>>

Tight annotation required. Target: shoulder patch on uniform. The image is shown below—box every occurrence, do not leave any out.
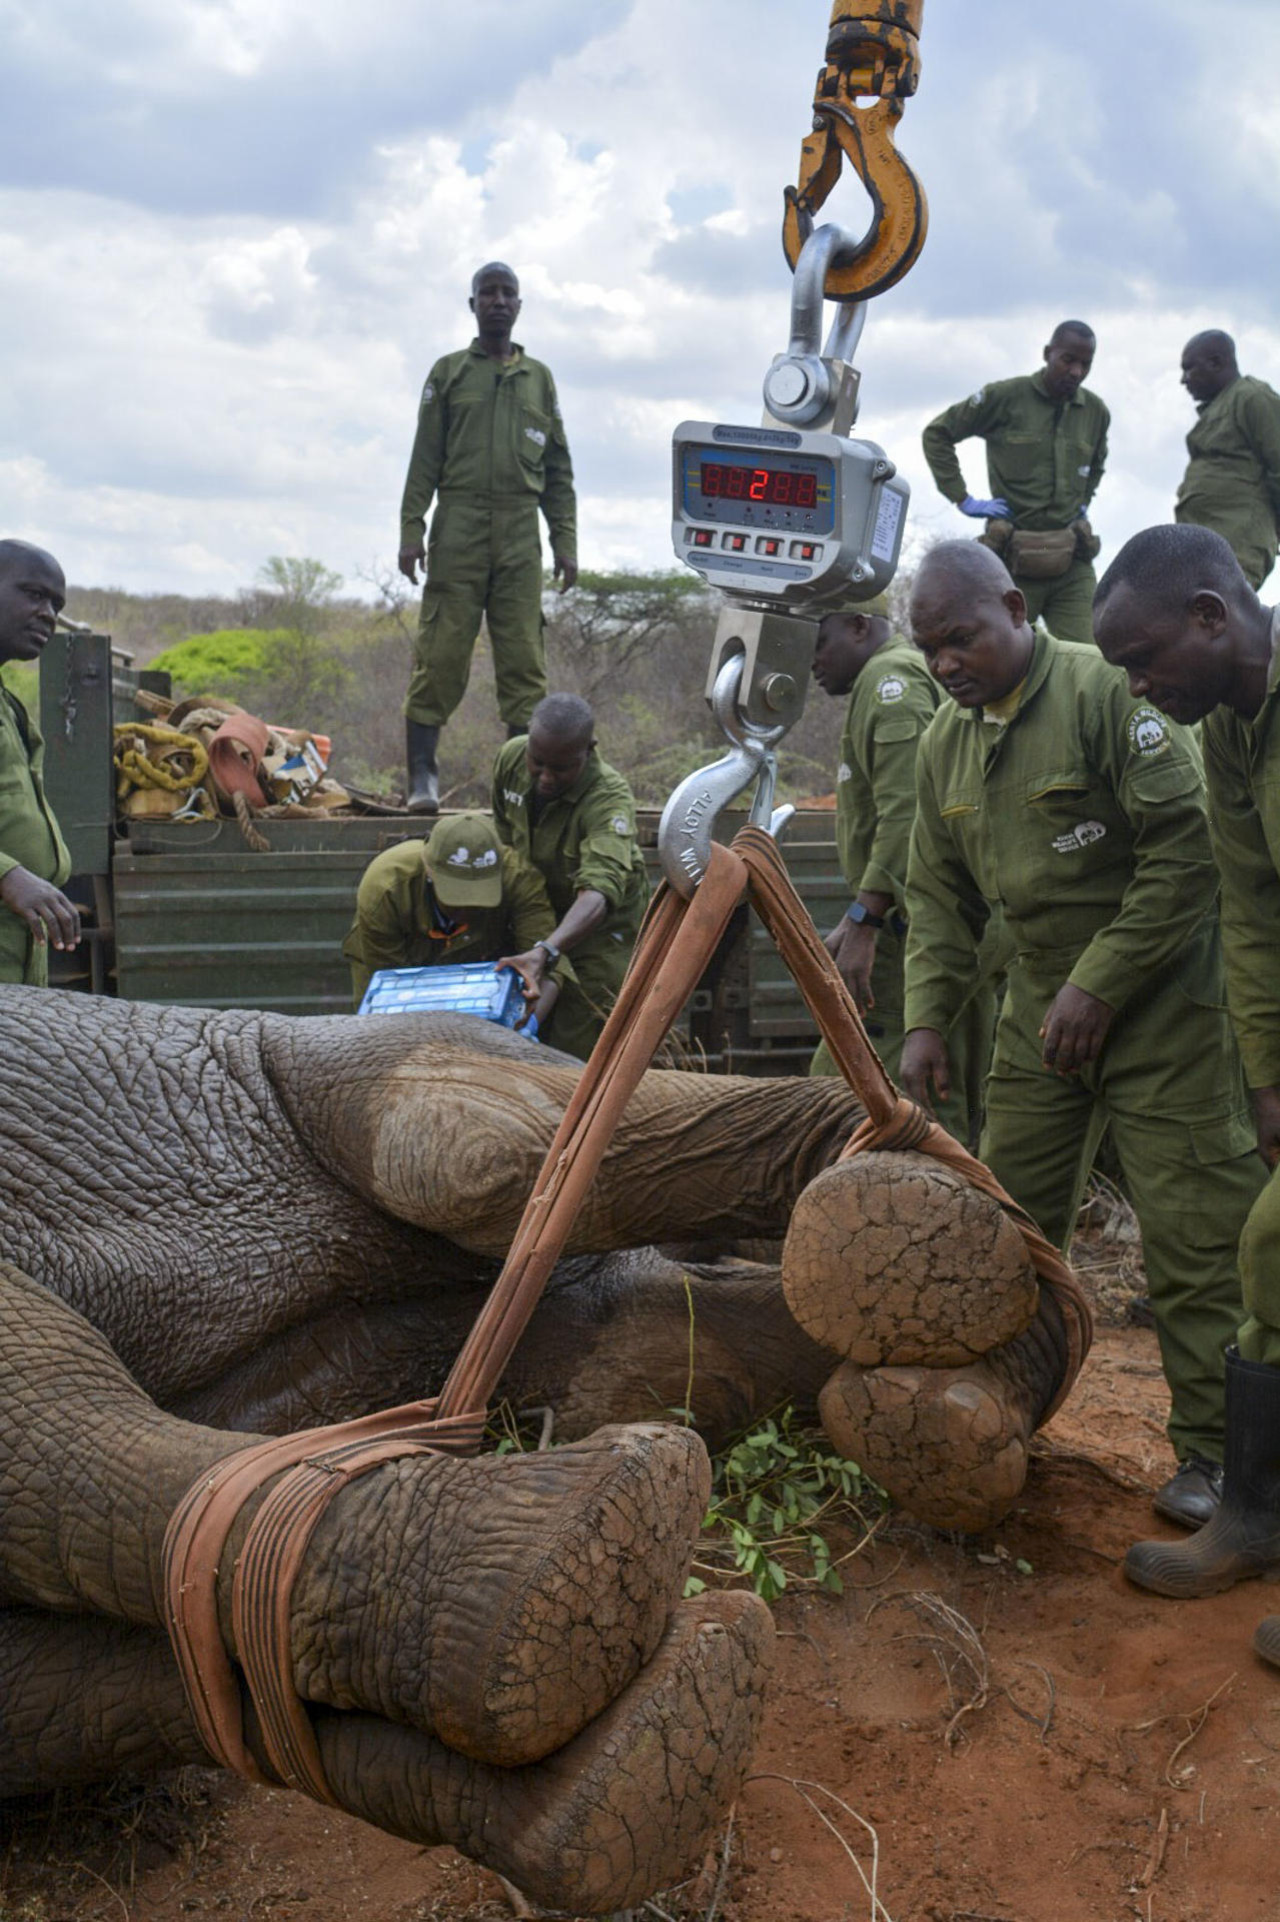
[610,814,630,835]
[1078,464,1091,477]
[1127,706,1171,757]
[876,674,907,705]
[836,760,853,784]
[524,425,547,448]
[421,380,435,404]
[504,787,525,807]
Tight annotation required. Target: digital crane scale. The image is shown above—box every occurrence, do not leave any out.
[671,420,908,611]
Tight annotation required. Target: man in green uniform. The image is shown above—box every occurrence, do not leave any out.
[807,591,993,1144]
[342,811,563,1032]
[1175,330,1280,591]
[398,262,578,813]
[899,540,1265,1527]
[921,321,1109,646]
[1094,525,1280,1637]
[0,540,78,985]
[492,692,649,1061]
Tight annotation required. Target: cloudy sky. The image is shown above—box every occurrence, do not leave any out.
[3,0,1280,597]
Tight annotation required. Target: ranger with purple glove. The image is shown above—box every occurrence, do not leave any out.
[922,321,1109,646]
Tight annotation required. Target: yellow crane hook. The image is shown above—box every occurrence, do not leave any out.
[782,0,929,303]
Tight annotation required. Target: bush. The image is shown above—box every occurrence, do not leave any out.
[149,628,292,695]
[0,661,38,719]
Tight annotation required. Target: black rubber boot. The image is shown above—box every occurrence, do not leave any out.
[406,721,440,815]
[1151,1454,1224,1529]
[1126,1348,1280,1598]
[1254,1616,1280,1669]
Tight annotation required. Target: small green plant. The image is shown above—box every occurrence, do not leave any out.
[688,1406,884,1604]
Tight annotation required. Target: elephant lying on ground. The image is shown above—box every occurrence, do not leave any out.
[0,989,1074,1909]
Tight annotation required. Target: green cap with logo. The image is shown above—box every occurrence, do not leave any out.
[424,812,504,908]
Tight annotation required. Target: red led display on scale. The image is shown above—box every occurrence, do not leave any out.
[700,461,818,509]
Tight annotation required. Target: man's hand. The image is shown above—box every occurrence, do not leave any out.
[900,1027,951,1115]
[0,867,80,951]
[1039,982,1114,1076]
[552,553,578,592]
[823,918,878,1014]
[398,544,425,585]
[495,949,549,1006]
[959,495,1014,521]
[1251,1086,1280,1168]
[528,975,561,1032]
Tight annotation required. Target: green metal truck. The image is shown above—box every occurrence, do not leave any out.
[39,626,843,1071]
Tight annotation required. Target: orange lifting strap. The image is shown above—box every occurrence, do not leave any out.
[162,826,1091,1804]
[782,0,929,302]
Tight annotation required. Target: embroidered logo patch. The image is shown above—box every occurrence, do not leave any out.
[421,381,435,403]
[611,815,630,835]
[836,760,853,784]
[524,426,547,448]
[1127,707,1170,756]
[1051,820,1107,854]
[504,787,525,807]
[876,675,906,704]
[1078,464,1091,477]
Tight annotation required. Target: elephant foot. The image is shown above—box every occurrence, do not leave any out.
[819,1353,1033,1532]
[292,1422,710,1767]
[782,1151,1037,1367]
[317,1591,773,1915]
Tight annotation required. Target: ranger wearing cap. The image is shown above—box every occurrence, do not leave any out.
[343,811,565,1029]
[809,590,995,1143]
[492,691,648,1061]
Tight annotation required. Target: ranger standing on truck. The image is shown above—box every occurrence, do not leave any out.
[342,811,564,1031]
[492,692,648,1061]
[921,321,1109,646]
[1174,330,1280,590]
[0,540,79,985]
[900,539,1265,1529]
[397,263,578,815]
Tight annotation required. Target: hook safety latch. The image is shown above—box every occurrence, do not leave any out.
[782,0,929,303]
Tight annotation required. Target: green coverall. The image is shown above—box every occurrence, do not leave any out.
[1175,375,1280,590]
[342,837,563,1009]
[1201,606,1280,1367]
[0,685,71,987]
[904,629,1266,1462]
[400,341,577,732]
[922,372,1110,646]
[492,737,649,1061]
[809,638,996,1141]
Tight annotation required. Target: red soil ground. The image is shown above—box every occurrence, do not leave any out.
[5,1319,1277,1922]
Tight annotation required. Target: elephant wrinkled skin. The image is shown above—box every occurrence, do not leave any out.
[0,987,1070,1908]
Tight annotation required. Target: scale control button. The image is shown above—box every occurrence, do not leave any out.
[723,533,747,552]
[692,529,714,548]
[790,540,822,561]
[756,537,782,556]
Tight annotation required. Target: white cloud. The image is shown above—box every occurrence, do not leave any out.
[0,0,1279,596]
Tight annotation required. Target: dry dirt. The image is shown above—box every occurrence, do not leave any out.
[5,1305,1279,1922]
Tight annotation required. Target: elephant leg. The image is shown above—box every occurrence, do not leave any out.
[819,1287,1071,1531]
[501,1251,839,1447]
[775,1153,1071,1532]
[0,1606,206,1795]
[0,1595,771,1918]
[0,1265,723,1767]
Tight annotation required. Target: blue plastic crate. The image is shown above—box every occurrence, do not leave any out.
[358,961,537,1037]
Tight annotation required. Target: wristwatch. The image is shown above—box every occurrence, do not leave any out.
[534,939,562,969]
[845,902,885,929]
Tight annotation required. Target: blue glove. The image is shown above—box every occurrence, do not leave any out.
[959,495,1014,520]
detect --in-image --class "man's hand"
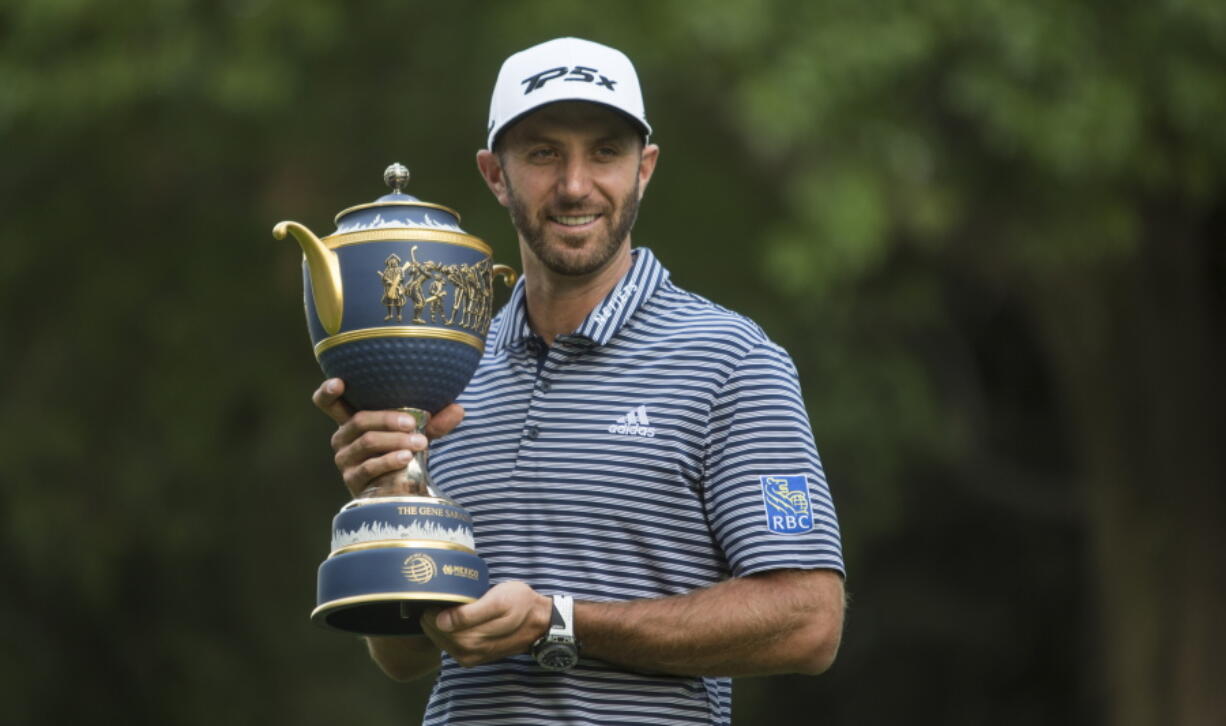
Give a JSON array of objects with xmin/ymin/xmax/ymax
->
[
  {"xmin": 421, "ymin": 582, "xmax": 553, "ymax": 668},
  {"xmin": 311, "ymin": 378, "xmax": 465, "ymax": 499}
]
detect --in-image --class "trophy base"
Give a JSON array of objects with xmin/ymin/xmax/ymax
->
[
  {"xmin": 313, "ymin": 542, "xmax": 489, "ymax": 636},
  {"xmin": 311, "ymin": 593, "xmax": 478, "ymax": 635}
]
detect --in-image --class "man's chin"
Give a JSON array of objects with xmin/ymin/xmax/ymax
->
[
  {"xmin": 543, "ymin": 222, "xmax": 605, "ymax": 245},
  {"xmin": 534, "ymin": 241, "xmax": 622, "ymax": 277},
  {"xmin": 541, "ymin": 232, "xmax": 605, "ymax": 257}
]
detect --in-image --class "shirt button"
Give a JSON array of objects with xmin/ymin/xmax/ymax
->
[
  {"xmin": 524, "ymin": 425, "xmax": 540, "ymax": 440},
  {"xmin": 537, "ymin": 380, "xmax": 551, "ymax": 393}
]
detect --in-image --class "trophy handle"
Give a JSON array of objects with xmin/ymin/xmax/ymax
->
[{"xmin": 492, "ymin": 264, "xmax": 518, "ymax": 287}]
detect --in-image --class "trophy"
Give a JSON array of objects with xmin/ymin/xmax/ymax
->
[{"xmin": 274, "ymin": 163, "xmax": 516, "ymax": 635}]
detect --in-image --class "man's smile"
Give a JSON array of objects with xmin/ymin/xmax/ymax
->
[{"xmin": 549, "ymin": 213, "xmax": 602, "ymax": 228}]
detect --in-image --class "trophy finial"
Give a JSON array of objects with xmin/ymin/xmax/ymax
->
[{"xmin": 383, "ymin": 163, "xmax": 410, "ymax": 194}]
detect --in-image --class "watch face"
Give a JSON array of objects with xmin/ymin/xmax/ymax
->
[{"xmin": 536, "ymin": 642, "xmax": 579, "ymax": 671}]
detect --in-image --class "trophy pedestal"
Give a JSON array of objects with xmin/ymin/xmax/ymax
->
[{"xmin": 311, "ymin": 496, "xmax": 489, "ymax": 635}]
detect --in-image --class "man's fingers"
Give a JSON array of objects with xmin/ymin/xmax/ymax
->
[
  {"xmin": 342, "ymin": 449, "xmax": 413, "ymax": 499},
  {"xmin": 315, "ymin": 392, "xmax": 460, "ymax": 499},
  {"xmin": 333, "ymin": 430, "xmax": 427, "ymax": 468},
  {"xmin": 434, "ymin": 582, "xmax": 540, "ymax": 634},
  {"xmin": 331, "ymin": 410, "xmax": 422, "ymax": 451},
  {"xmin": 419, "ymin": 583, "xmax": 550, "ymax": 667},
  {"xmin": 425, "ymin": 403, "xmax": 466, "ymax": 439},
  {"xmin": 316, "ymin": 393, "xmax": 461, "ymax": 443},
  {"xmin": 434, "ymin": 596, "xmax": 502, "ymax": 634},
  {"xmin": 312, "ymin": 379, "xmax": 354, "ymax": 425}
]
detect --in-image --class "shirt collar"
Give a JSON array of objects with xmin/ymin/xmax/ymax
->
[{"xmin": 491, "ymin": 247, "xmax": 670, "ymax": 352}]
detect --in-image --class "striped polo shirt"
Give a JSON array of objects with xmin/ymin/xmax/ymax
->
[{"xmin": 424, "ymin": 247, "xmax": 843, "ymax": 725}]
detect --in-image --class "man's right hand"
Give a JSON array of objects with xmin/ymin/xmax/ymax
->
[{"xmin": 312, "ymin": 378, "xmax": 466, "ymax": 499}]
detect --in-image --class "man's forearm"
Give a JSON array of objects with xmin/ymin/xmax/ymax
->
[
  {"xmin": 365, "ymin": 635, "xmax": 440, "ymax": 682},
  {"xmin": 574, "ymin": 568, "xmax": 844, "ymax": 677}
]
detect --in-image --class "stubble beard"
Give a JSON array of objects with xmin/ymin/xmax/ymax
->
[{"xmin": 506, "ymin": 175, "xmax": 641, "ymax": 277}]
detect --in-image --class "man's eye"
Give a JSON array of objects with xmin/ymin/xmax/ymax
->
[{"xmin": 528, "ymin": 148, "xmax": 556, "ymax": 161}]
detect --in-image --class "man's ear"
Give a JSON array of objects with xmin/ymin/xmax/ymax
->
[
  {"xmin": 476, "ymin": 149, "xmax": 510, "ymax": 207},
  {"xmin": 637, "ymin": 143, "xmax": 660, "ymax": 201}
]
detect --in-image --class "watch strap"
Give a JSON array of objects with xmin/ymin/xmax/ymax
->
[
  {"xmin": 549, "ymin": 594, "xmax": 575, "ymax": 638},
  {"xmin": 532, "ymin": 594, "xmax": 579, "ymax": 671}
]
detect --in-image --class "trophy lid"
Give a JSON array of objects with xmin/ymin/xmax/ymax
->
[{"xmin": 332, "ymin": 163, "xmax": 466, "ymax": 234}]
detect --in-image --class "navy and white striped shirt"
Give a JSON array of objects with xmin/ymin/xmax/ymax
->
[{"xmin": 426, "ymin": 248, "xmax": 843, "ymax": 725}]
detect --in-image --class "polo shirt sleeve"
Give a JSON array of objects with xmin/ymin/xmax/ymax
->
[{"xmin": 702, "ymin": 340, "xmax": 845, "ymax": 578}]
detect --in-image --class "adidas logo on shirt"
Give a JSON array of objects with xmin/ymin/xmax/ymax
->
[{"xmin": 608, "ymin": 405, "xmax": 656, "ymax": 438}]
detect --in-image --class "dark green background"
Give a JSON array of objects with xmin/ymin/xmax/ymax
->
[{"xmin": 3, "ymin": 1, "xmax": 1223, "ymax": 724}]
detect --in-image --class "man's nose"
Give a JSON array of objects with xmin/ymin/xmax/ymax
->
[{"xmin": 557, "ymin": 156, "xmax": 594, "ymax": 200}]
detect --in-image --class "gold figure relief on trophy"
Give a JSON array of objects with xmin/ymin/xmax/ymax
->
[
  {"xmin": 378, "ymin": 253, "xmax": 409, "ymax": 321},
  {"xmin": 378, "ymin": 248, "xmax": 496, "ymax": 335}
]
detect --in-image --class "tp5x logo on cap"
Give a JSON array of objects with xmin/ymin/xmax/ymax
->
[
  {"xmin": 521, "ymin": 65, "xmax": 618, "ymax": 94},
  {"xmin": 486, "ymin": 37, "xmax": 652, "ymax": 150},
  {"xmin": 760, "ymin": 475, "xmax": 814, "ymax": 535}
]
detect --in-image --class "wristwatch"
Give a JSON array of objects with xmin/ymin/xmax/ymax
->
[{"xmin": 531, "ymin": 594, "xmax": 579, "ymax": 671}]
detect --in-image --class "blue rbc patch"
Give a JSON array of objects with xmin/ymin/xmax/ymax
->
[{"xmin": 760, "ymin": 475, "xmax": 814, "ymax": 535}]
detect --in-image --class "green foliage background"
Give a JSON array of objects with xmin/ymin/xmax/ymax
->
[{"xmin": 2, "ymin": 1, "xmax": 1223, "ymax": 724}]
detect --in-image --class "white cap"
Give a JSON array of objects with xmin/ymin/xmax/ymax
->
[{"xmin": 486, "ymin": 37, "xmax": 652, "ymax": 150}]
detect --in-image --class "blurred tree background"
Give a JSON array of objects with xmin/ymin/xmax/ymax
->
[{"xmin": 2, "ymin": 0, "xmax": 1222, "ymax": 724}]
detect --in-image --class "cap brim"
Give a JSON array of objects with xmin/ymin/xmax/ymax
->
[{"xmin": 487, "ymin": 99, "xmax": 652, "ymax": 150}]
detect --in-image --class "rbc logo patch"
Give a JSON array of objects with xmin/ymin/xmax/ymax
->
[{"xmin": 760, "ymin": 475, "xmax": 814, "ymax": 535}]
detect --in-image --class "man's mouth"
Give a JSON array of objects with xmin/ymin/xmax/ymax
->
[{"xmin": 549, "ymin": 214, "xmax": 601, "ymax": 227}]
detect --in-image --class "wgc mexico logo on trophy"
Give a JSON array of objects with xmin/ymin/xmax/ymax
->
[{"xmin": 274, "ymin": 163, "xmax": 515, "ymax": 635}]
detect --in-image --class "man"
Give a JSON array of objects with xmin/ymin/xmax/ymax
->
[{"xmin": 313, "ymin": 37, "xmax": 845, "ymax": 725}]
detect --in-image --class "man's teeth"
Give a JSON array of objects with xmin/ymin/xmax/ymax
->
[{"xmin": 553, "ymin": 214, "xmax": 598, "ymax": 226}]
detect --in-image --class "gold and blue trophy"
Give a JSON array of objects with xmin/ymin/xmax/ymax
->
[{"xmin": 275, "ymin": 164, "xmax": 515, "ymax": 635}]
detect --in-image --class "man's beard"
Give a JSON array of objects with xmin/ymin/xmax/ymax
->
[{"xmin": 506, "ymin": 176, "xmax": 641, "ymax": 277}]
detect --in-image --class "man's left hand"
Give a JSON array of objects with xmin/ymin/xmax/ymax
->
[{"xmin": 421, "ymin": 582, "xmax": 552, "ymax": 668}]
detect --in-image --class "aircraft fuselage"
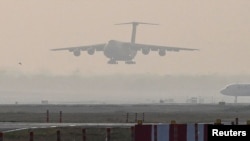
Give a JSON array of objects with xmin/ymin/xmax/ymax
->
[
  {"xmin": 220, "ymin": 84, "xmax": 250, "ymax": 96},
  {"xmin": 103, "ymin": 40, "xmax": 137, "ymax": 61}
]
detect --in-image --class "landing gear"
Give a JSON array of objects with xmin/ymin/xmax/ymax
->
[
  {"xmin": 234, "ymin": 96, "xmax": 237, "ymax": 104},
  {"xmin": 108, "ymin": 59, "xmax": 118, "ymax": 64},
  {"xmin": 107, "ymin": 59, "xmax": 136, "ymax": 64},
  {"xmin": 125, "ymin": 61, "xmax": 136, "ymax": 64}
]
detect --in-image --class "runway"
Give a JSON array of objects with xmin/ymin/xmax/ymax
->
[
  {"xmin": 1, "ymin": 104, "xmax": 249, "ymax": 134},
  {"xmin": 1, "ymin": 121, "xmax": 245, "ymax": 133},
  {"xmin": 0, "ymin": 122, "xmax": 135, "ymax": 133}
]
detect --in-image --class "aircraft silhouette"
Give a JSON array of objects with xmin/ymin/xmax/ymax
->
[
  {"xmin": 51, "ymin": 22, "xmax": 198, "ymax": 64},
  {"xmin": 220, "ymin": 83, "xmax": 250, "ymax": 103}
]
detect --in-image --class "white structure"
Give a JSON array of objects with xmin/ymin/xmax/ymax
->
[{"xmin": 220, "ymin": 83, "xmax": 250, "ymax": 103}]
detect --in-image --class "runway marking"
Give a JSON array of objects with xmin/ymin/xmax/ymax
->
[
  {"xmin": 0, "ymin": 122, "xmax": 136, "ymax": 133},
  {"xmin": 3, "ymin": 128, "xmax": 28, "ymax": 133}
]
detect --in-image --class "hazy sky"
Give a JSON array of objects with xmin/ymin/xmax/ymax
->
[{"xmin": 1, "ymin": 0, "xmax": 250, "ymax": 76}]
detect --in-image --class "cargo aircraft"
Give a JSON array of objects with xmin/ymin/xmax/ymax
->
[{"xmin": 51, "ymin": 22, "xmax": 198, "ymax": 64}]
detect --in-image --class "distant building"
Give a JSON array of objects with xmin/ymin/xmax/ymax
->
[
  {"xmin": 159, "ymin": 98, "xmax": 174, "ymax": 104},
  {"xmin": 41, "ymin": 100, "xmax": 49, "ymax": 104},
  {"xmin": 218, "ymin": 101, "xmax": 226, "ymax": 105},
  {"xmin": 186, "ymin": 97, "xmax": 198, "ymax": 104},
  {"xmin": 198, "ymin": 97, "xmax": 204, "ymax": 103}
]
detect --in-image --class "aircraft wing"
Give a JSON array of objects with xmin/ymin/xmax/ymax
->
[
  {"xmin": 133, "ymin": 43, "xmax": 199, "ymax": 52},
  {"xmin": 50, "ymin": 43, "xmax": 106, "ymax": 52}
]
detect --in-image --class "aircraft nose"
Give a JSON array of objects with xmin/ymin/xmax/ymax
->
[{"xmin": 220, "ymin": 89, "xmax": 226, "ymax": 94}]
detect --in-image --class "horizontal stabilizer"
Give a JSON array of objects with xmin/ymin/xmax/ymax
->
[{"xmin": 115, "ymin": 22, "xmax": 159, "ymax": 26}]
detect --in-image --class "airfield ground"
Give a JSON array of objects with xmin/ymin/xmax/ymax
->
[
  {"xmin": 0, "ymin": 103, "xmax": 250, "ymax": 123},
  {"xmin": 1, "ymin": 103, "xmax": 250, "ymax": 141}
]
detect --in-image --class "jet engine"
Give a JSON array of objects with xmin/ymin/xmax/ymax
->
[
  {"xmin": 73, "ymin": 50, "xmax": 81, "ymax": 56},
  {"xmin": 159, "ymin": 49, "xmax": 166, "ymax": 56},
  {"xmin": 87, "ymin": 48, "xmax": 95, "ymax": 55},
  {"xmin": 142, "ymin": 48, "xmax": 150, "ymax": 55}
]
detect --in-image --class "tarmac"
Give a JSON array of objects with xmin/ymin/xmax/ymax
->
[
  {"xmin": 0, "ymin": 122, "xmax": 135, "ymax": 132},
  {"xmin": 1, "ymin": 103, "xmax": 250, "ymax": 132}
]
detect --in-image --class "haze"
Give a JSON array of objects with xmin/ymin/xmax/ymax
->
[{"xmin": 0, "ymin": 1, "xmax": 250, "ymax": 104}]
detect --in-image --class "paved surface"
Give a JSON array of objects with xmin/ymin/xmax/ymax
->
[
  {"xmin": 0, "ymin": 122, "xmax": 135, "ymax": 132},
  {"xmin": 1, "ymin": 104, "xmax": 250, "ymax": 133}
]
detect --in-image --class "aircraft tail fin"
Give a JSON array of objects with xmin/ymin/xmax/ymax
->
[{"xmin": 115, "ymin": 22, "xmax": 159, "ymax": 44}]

<<

What lines in the listing above contain the word "shirt"? Show each one.

detect --in-image --class "shirt button"
detect --in-image --class "shirt collar"
detect --in-image --class "striped polo shirt"
detect --in-image --class "navy and white striped shirt"
detect --in-image --class "polo shirt sleeve"
detect --in-image --class "adidas logo on shirt"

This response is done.